2 bugs, or not 2 bugs, that is the question (Arduino 'insane')

In my home-office fake-server Maslow setup, I managed to make the arduino ‘insane’ a couple of times.
Only unplugging the arduino with closed GC will cure this state.
What makes it hard to trace down is, that it’s not consistent repeatable. It took me 2 hours today (FW/GC1.26), to make it happen.

All that i could find out for now is how you can identify the insanity:
The only report after starting GC is the connected port. The FW and GC version are missing as well as the loaded position.

In this test all arrows where frozen. A click on the ‘Stop’ loaded the position and then the arrows played as they should. I had 1 occasion where the stop-button ‘healed’ the arduino and restarting GC would now show the expected feedback, but making it insane again and trying 6-7 times to repeat the miraculous healing failed.

Log.txt at start with healthy mega:

Connected on port /dev/ttyACM0
PCB v1.2 Detected
Grbl v1.00
ready
ok
Sent: $$
[Forward Calculating Position]
position loaded at:
-0.02
-0.11

insane mega:

Connected on port /dev/ttyACM0

The $$ is not sent, or not answered.

In lack of other suspects, i interrogated the ‘strange’ numbers reported from a $$ like:

$1=1219.19995117 (machine height, mm)
$12=8113.72998046 (main steps per revolution)
$13=63.29999923 (distance / rotation, mm)
$18=12.60000038 (max z axis RPM)
$19=3.17000007 (z axis distance / rotation)
$27=0.27999999 (main Kd Velocity)
$35=0.27999999 (z axis Kd Velocity)

I had to let them go, as they where seen in the healthy mega aswell, but will keep a good eye on those guys. Might bring them back in for some other bug’lery. They do look suspicious.

The second suspect questioned was ‘time’.
How long does it take to write the information that we write to the eeprom?
While restarting GC right after closing can let me keep the mega in insane state, some walks to check on the food on the oven seems to cure this issue and suddenly it will start GC normal will all reports.
And then again, waiting several minutes directly after changing the feedrate in GC, closing, waiting 5 minutes does not. This make no sense.

Totally lost here.

1 Like

I don’t have much to add right now but wanted to say thank you for doing this.

I feel like this is valid. I’ve seen instances where a simple move command does not excecute for awhile and I have given up and on to doing something different…usually looking through the settings pages.

I am not sure where to post this, but I was able to spend a few hours this weekend, trying to do developments related to Holey Calibration.

There have been several posts by @jimr about difficulty initializing the machine following a calibration. So, I had it in my mind that I would try to address this if I encountered it. I didn’t actually make any progress on Holey Calibration because I did run into an issue similar to @jimr. Further, in my digging, I found quite a bit of stuff that was questionable. I didn’t pursue a quick solution, and I tried to dig in to understand a root-cause. The issues I encountered are new to the v1.26 updates, and were not present in the GC and Firmware Update versions.

# THE PROBLEM
List every $ setting number that the forum thread quotes from a $$ report, each with the description given in its parentheses.

# Position identification records
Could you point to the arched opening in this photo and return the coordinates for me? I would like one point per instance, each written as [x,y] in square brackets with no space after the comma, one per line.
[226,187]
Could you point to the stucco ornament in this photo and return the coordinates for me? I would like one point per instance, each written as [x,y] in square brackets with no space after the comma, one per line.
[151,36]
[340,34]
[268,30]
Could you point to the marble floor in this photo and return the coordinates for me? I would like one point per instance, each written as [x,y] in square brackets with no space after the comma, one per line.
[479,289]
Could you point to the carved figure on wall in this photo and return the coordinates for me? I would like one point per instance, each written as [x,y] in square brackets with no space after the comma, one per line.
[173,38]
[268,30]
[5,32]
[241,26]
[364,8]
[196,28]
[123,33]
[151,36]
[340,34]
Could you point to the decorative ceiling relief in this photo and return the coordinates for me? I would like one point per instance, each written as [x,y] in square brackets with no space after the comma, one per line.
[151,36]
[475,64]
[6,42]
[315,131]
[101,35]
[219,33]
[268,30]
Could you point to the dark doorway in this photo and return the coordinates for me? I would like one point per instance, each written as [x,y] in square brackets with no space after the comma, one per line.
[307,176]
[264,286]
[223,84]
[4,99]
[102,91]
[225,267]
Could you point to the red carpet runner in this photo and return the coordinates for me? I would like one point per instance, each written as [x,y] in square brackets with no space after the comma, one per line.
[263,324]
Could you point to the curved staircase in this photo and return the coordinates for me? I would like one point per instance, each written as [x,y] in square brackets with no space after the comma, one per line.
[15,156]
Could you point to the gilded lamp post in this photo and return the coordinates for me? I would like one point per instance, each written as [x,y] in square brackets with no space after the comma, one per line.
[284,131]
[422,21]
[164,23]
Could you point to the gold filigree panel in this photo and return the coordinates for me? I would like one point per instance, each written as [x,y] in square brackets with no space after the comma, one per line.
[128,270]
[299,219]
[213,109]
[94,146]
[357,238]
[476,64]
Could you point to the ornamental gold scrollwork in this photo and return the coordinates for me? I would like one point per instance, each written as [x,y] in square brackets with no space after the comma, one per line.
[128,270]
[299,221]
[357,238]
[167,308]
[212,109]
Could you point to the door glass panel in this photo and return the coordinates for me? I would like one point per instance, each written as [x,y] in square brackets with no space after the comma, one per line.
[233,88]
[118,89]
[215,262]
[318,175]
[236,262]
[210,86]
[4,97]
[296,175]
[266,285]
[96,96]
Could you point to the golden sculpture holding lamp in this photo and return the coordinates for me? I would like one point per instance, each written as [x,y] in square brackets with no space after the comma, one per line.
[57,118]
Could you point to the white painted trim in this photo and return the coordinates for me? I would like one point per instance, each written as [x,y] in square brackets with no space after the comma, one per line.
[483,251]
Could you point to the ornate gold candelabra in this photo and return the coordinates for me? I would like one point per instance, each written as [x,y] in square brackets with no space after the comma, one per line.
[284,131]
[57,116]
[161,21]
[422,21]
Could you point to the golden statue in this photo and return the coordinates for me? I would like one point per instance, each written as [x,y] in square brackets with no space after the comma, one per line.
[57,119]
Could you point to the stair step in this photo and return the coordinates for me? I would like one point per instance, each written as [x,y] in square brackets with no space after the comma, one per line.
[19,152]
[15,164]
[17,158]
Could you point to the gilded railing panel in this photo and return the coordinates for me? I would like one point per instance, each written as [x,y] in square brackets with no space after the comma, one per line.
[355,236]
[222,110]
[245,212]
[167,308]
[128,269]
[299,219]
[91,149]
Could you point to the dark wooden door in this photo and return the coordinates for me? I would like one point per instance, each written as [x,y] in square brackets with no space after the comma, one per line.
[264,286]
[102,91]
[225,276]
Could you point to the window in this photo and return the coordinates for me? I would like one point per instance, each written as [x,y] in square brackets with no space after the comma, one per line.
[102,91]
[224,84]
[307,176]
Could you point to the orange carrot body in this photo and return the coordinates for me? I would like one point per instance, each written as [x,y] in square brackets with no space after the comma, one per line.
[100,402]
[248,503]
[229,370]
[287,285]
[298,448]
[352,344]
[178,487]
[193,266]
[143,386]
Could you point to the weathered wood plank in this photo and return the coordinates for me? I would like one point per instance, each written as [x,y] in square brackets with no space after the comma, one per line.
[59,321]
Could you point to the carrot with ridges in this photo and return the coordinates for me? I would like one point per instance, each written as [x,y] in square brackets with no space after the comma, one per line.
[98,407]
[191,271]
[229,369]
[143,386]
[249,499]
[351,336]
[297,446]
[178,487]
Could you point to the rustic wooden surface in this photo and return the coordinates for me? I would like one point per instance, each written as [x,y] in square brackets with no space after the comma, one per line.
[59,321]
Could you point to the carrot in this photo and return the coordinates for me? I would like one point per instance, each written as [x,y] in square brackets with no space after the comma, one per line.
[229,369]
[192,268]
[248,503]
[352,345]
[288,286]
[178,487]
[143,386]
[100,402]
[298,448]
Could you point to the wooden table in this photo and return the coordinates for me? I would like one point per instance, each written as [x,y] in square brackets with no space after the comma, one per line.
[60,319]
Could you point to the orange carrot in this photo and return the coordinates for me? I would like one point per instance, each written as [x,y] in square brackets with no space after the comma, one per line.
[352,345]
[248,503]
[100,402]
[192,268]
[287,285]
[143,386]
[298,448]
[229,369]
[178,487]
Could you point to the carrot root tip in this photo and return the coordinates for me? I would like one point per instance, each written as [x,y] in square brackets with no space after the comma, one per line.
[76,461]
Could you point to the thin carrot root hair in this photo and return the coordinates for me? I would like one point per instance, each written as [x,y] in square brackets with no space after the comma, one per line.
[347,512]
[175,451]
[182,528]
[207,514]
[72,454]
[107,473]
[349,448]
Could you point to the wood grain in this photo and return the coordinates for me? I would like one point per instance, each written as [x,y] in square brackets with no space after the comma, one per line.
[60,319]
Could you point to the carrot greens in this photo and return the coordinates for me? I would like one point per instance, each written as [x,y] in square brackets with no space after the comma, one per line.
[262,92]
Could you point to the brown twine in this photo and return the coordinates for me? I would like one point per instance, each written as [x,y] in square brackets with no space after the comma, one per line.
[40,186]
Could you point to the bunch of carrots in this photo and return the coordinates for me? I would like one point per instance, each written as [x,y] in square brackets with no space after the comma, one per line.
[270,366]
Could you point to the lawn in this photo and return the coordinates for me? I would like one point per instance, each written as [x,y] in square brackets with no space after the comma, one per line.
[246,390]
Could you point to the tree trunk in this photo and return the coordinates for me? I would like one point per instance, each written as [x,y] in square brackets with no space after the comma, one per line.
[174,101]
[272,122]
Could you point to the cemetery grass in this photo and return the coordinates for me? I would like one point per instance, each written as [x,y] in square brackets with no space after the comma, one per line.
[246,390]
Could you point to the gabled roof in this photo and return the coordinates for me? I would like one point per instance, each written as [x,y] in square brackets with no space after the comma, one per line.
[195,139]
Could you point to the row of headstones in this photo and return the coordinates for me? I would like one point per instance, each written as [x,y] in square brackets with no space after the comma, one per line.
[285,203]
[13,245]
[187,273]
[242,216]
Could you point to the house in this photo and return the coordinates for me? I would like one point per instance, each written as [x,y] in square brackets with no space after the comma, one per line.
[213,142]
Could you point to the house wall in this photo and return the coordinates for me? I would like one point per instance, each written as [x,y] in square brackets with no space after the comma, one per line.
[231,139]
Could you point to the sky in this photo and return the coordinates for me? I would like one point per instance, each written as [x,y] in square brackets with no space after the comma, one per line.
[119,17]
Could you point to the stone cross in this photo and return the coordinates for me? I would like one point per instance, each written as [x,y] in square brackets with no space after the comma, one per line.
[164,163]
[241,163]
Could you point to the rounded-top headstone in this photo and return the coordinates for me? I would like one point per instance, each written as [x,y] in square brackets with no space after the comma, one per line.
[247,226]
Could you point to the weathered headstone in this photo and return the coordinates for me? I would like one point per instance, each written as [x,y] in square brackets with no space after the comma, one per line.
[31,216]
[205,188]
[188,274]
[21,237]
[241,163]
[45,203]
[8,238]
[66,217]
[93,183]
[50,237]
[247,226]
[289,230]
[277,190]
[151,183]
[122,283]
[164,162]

# ANSWER IN FULL
- $1: machine height, mm
- $12: main steps per revolution
- $13: distance / rotation, mm
- $18: max z axis RPM
- $19: z axis distance / rotation
- $27: main Kd Velocity
- $35: z axis Kd Velocity